### Challenges
**1)** Answer these questions about the article on planning:
(a) What share of the MGNREGA funds must be spent through gram panchayats?
(b) Since when has progress toward decentralization been driven largely by centralized intervention?
(c) What does the article call the convenient answer to listing norms for the Twelfth Plan?
**2)** Reproduce the passage of the article on planning starting with "Similar political motives" and going on through "over local institutions.".

*** Excerpt

As the process of preparing the approach to the Twelfth Plan gathers momentum it is difficult to miss the extent to which the planning process has been transformed over the years. From the all-knowing models that marked the early plans we have moved to planning through dispersed policy interventions.

Much of this transformation has, however, not occurred through explicit debate. As a result a number of practices are accepted without sufficient attention being paid to the questions they throw up. And, one of these is the extent to which the process of decentralisation has now been centralised.

DECENTRALISATION IMPULSE

The progress towards decentralisation since the 1980s has been driven to a substantial degree by centralised intervention. Cynics would argue that the Congress Party's pressure for decentralisation leading to the 73{+r}{+d} amendment to the Constitution was driven by its desire to bypass state governments.

Similar political motives could also be attributed to the stipulation that at least 50 per cent of the MGNREGA funds should be spent through gram panchayats; a norm that has provided financial muscle to rural local bodies. The initiatives of the Left parties towards decentralisation too could be viewed as a step towards increasing the control of centralised party machinery over local institutions.

But whatever the causes, the fact is that there is today a wide network of decentralised institutions that have the potential to play a significant role in local economic transition. This throws up a critical question for the Twelfth Plan: how does a Plan list norms that are relevant for one-sixth of humanity and yet sensitive to conditions on the ground. The convenient answer is to make the norms so broad that they cover even the most remote and unique set of conditions that may exist anywhere in the country. But such a broad list would inevitably result in norms being interpreted in ways that were not intended.

******
*** Given information

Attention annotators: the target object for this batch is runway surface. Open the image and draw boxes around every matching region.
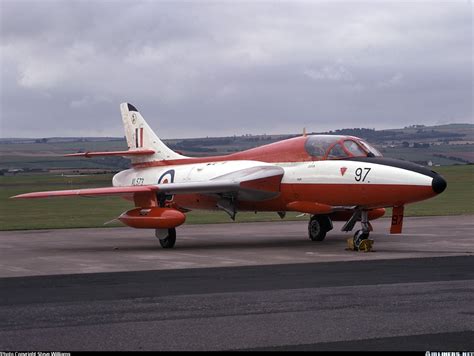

******

### Response list
**1)**
(a) At least 50 per cent.
(b) Since the 1980s.
(c) Making the norms so broad that they cover even the most remote and unique set of conditions that may exist anywhere in the country.

**2)**
Similar political motives could also be attributed to the stipulation that at least 50 per cent of the MGNREGA funds should be spent through gram panchayats; a norm that has provided financial muscle to rural local bodies. The initiatives of the Left parties towards decentralisation too could be viewed as a step towards increasing the control of centralised party machinery over local institutions.